AIM OF THE TASK | Output exactly the lines between the line that contains "of the screen" and the last line of the material, counting both.

DATASET ROWS |

— BEGIN —

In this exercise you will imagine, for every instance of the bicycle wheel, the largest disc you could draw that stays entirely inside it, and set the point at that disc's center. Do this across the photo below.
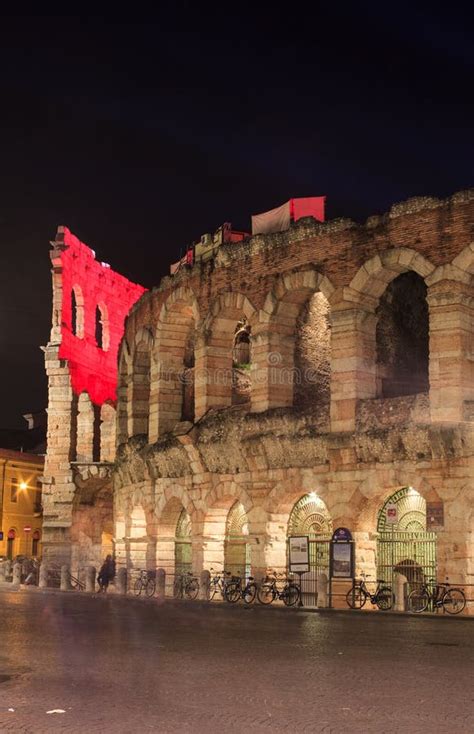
(137, 587)
(177, 589)
(232, 593)
(265, 594)
(418, 600)
(291, 595)
(454, 601)
(385, 599)
(192, 588)
(250, 592)
(150, 587)
(356, 597)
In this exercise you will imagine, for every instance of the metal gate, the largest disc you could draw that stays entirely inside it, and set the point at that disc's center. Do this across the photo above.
(318, 565)
(412, 554)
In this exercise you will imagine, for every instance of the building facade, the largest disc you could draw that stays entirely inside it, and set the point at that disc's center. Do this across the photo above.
(20, 504)
(294, 383)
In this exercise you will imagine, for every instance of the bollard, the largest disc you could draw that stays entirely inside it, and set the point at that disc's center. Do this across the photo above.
(121, 581)
(400, 592)
(205, 584)
(16, 573)
(43, 576)
(65, 579)
(322, 591)
(90, 579)
(160, 583)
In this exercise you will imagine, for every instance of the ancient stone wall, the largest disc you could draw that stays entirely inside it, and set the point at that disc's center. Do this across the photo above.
(332, 310)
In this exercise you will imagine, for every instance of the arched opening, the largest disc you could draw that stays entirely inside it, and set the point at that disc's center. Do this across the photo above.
(35, 541)
(182, 545)
(138, 546)
(237, 558)
(102, 335)
(140, 399)
(402, 337)
(92, 525)
(77, 312)
(312, 353)
(403, 544)
(241, 351)
(311, 517)
(175, 361)
(11, 544)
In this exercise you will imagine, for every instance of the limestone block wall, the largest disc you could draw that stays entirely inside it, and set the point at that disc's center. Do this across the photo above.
(323, 300)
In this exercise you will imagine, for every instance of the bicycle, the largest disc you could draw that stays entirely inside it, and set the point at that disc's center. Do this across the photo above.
(436, 596)
(185, 585)
(234, 590)
(218, 583)
(268, 591)
(144, 583)
(357, 596)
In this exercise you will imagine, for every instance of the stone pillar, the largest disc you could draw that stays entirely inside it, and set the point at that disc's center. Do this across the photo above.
(204, 585)
(121, 581)
(160, 583)
(58, 484)
(90, 579)
(16, 573)
(352, 361)
(65, 579)
(451, 305)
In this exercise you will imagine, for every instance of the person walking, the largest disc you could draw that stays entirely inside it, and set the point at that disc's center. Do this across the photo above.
(106, 573)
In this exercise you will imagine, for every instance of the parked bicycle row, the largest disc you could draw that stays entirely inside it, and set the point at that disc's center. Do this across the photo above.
(226, 586)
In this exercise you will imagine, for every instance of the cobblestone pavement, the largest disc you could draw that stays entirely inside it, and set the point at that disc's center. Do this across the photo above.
(122, 665)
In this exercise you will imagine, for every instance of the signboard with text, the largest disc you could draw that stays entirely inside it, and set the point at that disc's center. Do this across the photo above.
(298, 553)
(341, 559)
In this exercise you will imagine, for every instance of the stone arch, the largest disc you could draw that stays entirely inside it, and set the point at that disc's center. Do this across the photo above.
(139, 402)
(173, 367)
(403, 543)
(141, 537)
(216, 375)
(175, 535)
(123, 389)
(278, 506)
(286, 362)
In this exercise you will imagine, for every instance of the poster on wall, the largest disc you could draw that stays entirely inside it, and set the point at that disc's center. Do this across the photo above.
(298, 553)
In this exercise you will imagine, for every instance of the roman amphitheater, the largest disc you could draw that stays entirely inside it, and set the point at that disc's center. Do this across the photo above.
(287, 384)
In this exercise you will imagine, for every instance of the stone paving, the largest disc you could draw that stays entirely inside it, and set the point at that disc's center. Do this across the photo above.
(121, 665)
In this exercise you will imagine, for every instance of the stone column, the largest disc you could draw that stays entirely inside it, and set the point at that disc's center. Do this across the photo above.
(451, 305)
(352, 361)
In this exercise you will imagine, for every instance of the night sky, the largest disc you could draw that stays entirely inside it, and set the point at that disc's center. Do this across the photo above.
(142, 134)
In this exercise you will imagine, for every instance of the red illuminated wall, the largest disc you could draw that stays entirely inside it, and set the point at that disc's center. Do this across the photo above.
(92, 369)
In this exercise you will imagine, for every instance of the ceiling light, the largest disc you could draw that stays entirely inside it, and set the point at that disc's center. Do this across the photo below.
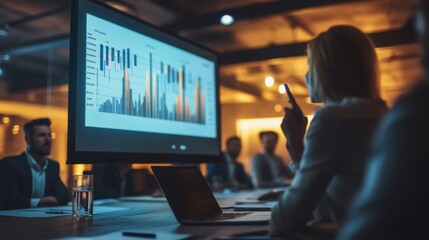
(5, 57)
(15, 129)
(282, 89)
(227, 19)
(4, 33)
(6, 120)
(269, 81)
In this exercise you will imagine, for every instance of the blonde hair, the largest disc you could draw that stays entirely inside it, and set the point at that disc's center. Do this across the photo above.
(345, 64)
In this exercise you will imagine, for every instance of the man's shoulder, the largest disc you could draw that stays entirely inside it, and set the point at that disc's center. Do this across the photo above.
(53, 163)
(416, 98)
(13, 159)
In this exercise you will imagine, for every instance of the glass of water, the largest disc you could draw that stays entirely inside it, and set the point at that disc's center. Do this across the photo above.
(83, 197)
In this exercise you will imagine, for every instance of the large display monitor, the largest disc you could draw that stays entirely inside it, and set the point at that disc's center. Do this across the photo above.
(137, 93)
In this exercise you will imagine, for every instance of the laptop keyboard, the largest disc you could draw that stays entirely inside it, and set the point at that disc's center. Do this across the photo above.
(224, 216)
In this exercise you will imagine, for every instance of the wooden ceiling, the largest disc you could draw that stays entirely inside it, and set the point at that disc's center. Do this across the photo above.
(267, 38)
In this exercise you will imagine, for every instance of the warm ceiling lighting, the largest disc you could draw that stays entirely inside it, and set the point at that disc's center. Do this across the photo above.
(227, 19)
(15, 129)
(6, 120)
(282, 89)
(269, 81)
(278, 108)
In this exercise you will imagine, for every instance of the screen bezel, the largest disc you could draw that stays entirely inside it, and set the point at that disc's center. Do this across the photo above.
(74, 156)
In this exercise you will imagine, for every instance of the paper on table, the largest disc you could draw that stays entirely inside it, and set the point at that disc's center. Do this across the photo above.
(54, 211)
(267, 206)
(159, 235)
(143, 198)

— END —

REPLY |
In this exercise you will imagine, for every instance of the screen bezel, the largest disc you could draw that stays entirely inside it, and set the point at that disc's center. Do this across the photo above.
(74, 156)
In this exercise you will imagine, for every instance of the paper on table, the largest disc you could draw that stays entirely inside it, and set the point at that disc's center. Do this across the photo above.
(54, 211)
(267, 206)
(159, 235)
(143, 198)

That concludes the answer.